I had a sense of this years before being exposed to the Catholic practices of Lent and Easter. While an English major studying modernist writers, I encountered T.S. Eliot. Our amazing professor decided to lead us in an in depth study of Eliot's The Waste Land. We studied this single poem for several weeks. We went line-by-line and traced back his many literary allusions to attempt to find the meaning of this poem. The entire class was mesmerized, but I became particularly obsessed by the beauty Eliot presented.

_DATASET RECORDS_
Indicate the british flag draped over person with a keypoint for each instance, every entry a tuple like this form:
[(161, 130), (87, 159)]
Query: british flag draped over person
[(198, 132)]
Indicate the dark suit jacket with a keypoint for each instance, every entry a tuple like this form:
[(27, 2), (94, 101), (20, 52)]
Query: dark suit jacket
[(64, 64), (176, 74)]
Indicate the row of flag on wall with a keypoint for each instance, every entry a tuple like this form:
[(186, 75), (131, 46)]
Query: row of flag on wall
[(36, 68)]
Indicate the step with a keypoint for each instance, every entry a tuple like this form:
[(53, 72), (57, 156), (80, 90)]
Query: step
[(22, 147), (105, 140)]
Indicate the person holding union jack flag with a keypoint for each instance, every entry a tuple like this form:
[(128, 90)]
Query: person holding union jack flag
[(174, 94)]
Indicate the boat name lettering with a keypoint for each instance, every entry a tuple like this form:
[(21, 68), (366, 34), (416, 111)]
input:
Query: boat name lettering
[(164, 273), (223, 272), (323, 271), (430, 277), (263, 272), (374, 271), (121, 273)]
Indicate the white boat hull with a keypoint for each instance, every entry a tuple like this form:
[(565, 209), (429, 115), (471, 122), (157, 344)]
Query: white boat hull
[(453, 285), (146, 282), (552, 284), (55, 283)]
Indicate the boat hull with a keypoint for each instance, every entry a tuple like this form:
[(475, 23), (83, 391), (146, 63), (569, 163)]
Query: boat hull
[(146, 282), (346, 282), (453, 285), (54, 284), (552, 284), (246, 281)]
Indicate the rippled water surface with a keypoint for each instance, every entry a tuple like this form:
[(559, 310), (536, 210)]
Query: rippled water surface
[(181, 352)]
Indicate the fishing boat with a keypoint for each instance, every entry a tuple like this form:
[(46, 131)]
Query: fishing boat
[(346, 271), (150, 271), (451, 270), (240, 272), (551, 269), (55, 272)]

_PARTS OF THE EXERCISE_
A - Reproduce everything from "I had a sense" down to "beauty Eliot presented." in the passage about The Waste Land.
B - In the passage about The Waste Land, how long did the class spend studying the single poem?
C - Summarize the passage about The Waste Land in two sentences.
The records have no connection to the passage about The Waste Land.

_SET OF ANSWERS_
A -
I had a sense of this years before being exposed to the Catholic practices of Lent and Easter. While an English major studying modernist writers, I encountered T.S. Eliot. Our amazing professor decided to lead us in an in depth study of Eliot's The Waste Land. We studied this single poem for several weeks. We went line-by-line and traced back his many literary allusions to attempt to find the meaning of this poem. The entire class was mesmerized, but I became particularly obsessed by the beauty Eliot presented.

B - Several weeks.

C - As an English major studying modernist writers, the writer spent several weeks with a professor and class studying Eliot's The Waste Land line by line, tracing its literary allusions to find its meaning. The whole class was mesmerized, and the writer became particularly obsessed by the beauty Eliot presented.